#### [WRITTEN TASK]
Extract precisely the lines that run from the line containing "locate white shorts" to the end of the records below, with both ends included and pictures omitted.

[Entries taken from a collection]
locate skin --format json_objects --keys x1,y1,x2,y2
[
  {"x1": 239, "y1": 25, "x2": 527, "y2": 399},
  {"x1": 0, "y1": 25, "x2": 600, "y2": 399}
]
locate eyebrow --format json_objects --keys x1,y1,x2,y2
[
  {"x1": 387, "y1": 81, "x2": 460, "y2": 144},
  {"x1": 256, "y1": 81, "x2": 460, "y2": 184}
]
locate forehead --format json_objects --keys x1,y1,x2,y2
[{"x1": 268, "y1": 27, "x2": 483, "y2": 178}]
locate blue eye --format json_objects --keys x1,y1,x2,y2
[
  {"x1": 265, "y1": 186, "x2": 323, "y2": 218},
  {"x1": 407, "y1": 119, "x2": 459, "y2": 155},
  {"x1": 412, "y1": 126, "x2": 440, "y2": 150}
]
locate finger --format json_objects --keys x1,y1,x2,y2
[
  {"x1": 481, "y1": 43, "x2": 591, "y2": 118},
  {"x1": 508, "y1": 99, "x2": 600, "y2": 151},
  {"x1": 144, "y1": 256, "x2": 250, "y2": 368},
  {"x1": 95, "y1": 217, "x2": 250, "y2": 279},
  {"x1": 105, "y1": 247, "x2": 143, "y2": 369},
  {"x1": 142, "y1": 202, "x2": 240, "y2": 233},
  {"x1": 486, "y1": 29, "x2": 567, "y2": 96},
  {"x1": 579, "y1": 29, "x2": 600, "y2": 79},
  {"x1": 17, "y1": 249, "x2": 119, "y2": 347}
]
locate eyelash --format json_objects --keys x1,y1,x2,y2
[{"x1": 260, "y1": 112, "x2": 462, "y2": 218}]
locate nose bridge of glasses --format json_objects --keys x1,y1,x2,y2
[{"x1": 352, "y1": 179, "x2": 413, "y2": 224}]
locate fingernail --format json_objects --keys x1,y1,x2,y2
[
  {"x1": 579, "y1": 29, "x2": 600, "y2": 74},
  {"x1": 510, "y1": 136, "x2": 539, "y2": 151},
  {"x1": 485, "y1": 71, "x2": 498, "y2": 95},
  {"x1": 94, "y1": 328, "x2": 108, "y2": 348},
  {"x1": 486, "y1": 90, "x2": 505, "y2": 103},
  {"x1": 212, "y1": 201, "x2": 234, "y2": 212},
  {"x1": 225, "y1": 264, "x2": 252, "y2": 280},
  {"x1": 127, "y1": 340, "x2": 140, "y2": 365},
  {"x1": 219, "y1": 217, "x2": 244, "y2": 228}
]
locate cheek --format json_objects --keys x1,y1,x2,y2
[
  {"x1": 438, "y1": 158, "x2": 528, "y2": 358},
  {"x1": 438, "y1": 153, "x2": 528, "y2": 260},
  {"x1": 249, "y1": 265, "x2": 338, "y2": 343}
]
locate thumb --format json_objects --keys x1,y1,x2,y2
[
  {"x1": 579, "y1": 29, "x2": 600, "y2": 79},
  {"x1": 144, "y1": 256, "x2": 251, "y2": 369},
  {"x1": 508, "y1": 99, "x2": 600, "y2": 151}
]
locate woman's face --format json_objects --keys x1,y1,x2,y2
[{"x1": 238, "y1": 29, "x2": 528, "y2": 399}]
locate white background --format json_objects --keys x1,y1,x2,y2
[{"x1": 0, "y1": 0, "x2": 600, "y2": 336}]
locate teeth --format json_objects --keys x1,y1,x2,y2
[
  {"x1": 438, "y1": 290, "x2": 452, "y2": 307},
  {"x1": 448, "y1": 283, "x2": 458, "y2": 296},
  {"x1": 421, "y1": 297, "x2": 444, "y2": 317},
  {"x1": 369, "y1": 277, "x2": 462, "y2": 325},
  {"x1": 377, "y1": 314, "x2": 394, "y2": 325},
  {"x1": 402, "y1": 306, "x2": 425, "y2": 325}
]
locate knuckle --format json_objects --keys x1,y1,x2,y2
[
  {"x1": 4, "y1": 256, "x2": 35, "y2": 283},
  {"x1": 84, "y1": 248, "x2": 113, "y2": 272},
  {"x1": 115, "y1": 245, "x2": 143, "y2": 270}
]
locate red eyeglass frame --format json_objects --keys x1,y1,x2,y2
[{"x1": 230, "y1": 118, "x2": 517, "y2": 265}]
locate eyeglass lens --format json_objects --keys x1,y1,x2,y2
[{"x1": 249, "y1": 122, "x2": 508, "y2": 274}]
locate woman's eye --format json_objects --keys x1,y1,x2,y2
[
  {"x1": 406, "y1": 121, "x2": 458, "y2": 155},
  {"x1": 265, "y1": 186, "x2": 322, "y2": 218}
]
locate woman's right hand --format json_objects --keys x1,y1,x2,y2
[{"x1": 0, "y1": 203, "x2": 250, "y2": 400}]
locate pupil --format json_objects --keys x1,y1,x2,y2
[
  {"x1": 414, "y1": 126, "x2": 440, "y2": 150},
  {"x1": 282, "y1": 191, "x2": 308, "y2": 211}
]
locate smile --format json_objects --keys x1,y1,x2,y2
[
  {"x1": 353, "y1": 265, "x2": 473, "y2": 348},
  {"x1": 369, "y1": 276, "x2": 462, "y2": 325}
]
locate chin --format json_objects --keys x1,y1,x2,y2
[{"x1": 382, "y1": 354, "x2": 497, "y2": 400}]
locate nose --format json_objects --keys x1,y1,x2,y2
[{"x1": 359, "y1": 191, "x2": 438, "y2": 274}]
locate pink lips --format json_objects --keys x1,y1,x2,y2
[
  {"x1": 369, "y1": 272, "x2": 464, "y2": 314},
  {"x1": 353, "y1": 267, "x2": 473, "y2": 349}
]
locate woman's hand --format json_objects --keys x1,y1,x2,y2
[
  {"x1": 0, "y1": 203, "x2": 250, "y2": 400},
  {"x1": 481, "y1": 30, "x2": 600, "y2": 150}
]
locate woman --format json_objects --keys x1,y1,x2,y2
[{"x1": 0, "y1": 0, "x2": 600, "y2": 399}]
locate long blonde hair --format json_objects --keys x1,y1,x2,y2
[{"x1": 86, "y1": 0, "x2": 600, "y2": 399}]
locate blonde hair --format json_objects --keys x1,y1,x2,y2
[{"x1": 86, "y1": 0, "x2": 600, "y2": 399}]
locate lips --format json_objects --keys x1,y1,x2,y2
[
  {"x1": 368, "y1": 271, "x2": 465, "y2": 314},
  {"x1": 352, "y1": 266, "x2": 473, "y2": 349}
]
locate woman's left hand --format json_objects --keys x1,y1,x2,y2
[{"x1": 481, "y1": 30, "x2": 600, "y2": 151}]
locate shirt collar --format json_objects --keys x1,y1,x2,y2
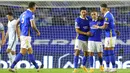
[
  {"x1": 27, "y1": 9, "x2": 32, "y2": 12},
  {"x1": 79, "y1": 16, "x2": 88, "y2": 20},
  {"x1": 104, "y1": 11, "x2": 109, "y2": 17},
  {"x1": 92, "y1": 19, "x2": 97, "y2": 22}
]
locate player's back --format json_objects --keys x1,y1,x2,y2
[
  {"x1": 0, "y1": 22, "x2": 4, "y2": 31},
  {"x1": 20, "y1": 9, "x2": 34, "y2": 36},
  {"x1": 8, "y1": 19, "x2": 17, "y2": 40},
  {"x1": 75, "y1": 17, "x2": 90, "y2": 41},
  {"x1": 104, "y1": 12, "x2": 116, "y2": 37},
  {"x1": 88, "y1": 20, "x2": 104, "y2": 41}
]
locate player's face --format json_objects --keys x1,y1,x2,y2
[
  {"x1": 80, "y1": 10, "x2": 87, "y2": 16},
  {"x1": 6, "y1": 15, "x2": 12, "y2": 20},
  {"x1": 33, "y1": 5, "x2": 36, "y2": 12},
  {"x1": 91, "y1": 12, "x2": 98, "y2": 19}
]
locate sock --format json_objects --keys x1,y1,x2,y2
[
  {"x1": 109, "y1": 50, "x2": 116, "y2": 68},
  {"x1": 11, "y1": 53, "x2": 23, "y2": 69},
  {"x1": 7, "y1": 53, "x2": 13, "y2": 64},
  {"x1": 82, "y1": 56, "x2": 87, "y2": 66},
  {"x1": 104, "y1": 50, "x2": 110, "y2": 68},
  {"x1": 89, "y1": 56, "x2": 93, "y2": 68},
  {"x1": 98, "y1": 57, "x2": 103, "y2": 66},
  {"x1": 29, "y1": 54, "x2": 38, "y2": 69},
  {"x1": 74, "y1": 56, "x2": 79, "y2": 68}
]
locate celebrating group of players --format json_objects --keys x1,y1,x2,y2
[
  {"x1": 0, "y1": 2, "x2": 40, "y2": 72},
  {"x1": 0, "y1": 2, "x2": 117, "y2": 73},
  {"x1": 73, "y1": 4, "x2": 119, "y2": 73}
]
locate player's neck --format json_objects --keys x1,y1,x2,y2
[
  {"x1": 80, "y1": 15, "x2": 86, "y2": 19},
  {"x1": 27, "y1": 8, "x2": 33, "y2": 12},
  {"x1": 93, "y1": 18, "x2": 97, "y2": 21},
  {"x1": 9, "y1": 17, "x2": 14, "y2": 21}
]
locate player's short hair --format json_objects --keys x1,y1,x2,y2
[
  {"x1": 80, "y1": 7, "x2": 86, "y2": 11},
  {"x1": 91, "y1": 8, "x2": 98, "y2": 12},
  {"x1": 100, "y1": 3, "x2": 107, "y2": 8},
  {"x1": 7, "y1": 12, "x2": 13, "y2": 16},
  {"x1": 28, "y1": 2, "x2": 36, "y2": 8}
]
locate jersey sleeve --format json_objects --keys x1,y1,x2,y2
[
  {"x1": 30, "y1": 14, "x2": 35, "y2": 21},
  {"x1": 75, "y1": 19, "x2": 80, "y2": 28},
  {"x1": 104, "y1": 15, "x2": 110, "y2": 24},
  {"x1": 12, "y1": 20, "x2": 17, "y2": 26},
  {"x1": 0, "y1": 23, "x2": 4, "y2": 31}
]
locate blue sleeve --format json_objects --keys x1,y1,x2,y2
[
  {"x1": 75, "y1": 19, "x2": 80, "y2": 28},
  {"x1": 104, "y1": 15, "x2": 110, "y2": 24},
  {"x1": 30, "y1": 14, "x2": 35, "y2": 20}
]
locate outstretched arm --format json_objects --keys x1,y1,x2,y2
[{"x1": 30, "y1": 20, "x2": 40, "y2": 36}]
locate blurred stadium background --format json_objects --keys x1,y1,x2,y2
[{"x1": 0, "y1": 0, "x2": 130, "y2": 69}]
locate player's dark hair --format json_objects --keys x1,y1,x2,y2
[
  {"x1": 80, "y1": 7, "x2": 86, "y2": 11},
  {"x1": 91, "y1": 8, "x2": 98, "y2": 12},
  {"x1": 7, "y1": 12, "x2": 13, "y2": 16},
  {"x1": 28, "y1": 2, "x2": 36, "y2": 8},
  {"x1": 100, "y1": 3, "x2": 107, "y2": 8}
]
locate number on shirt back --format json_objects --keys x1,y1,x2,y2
[{"x1": 22, "y1": 14, "x2": 25, "y2": 23}]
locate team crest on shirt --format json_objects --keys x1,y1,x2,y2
[
  {"x1": 97, "y1": 22, "x2": 101, "y2": 25},
  {"x1": 105, "y1": 18, "x2": 108, "y2": 21},
  {"x1": 75, "y1": 22, "x2": 78, "y2": 25},
  {"x1": 33, "y1": 15, "x2": 35, "y2": 19},
  {"x1": 83, "y1": 26, "x2": 88, "y2": 29}
]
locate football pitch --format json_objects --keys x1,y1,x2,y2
[{"x1": 0, "y1": 69, "x2": 130, "y2": 73}]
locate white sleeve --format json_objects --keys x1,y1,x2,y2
[{"x1": 75, "y1": 21, "x2": 80, "y2": 28}]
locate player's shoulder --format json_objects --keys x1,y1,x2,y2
[
  {"x1": 75, "y1": 17, "x2": 81, "y2": 22},
  {"x1": 86, "y1": 16, "x2": 92, "y2": 21},
  {"x1": 0, "y1": 22, "x2": 4, "y2": 30}
]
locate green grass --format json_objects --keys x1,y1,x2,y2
[{"x1": 0, "y1": 69, "x2": 130, "y2": 73}]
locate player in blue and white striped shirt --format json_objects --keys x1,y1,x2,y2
[
  {"x1": 73, "y1": 7, "x2": 91, "y2": 73},
  {"x1": 9, "y1": 2, "x2": 40, "y2": 72},
  {"x1": 88, "y1": 10, "x2": 104, "y2": 73},
  {"x1": 95, "y1": 4, "x2": 116, "y2": 72}
]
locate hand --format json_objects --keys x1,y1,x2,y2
[
  {"x1": 116, "y1": 30, "x2": 120, "y2": 36},
  {"x1": 93, "y1": 25, "x2": 99, "y2": 28},
  {"x1": 37, "y1": 31, "x2": 40, "y2": 36},
  {"x1": 2, "y1": 39, "x2": 6, "y2": 45},
  {"x1": 85, "y1": 32, "x2": 93, "y2": 36}
]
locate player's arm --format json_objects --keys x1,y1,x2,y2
[
  {"x1": 16, "y1": 19, "x2": 20, "y2": 38},
  {"x1": 30, "y1": 20, "x2": 40, "y2": 36},
  {"x1": 76, "y1": 28, "x2": 92, "y2": 36},
  {"x1": 0, "y1": 23, "x2": 5, "y2": 45},
  {"x1": 1, "y1": 30, "x2": 5, "y2": 45},
  {"x1": 75, "y1": 21, "x2": 92, "y2": 36},
  {"x1": 94, "y1": 17, "x2": 109, "y2": 29},
  {"x1": 4, "y1": 30, "x2": 8, "y2": 42}
]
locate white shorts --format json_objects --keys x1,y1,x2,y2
[
  {"x1": 105, "y1": 37, "x2": 116, "y2": 47},
  {"x1": 74, "y1": 39, "x2": 88, "y2": 51},
  {"x1": 20, "y1": 36, "x2": 32, "y2": 49},
  {"x1": 7, "y1": 38, "x2": 18, "y2": 51},
  {"x1": 88, "y1": 41, "x2": 103, "y2": 52}
]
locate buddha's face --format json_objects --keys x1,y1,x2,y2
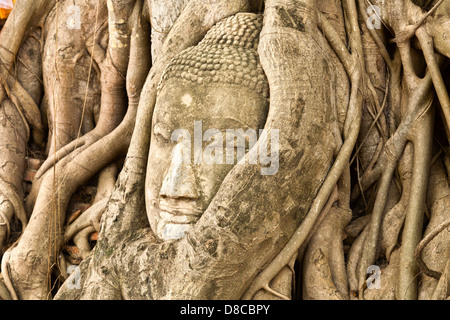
[{"x1": 146, "y1": 78, "x2": 267, "y2": 240}]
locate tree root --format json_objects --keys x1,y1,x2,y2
[
  {"x1": 414, "y1": 220, "x2": 450, "y2": 280},
  {"x1": 303, "y1": 207, "x2": 351, "y2": 300},
  {"x1": 64, "y1": 198, "x2": 109, "y2": 242}
]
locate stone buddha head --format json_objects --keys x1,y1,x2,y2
[{"x1": 145, "y1": 13, "x2": 269, "y2": 241}]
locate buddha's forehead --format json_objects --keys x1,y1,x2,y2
[{"x1": 153, "y1": 79, "x2": 267, "y2": 130}]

#### [FINISHED EXERCISE]
locate white shorts --format json_objects --keys x1,y1,x2,y2
[
  {"x1": 105, "y1": 37, "x2": 116, "y2": 47},
  {"x1": 74, "y1": 39, "x2": 88, "y2": 51},
  {"x1": 20, "y1": 36, "x2": 32, "y2": 49},
  {"x1": 7, "y1": 38, "x2": 18, "y2": 51},
  {"x1": 88, "y1": 41, "x2": 103, "y2": 52}
]
locate buddha's face --format json_objects --keys x1,y1,x2,y2
[{"x1": 146, "y1": 78, "x2": 267, "y2": 240}]
locate tree root --format json_objects --keys x1,y1,x2,y2
[
  {"x1": 414, "y1": 220, "x2": 450, "y2": 280},
  {"x1": 303, "y1": 207, "x2": 351, "y2": 300},
  {"x1": 64, "y1": 198, "x2": 109, "y2": 242}
]
locate stone buddha head --format json_objects --keys x1,y1,x2,y2
[{"x1": 145, "y1": 13, "x2": 269, "y2": 241}]
locate buddha's forehead --format json_objects --keys x1,y1,x2,y2
[{"x1": 153, "y1": 79, "x2": 267, "y2": 130}]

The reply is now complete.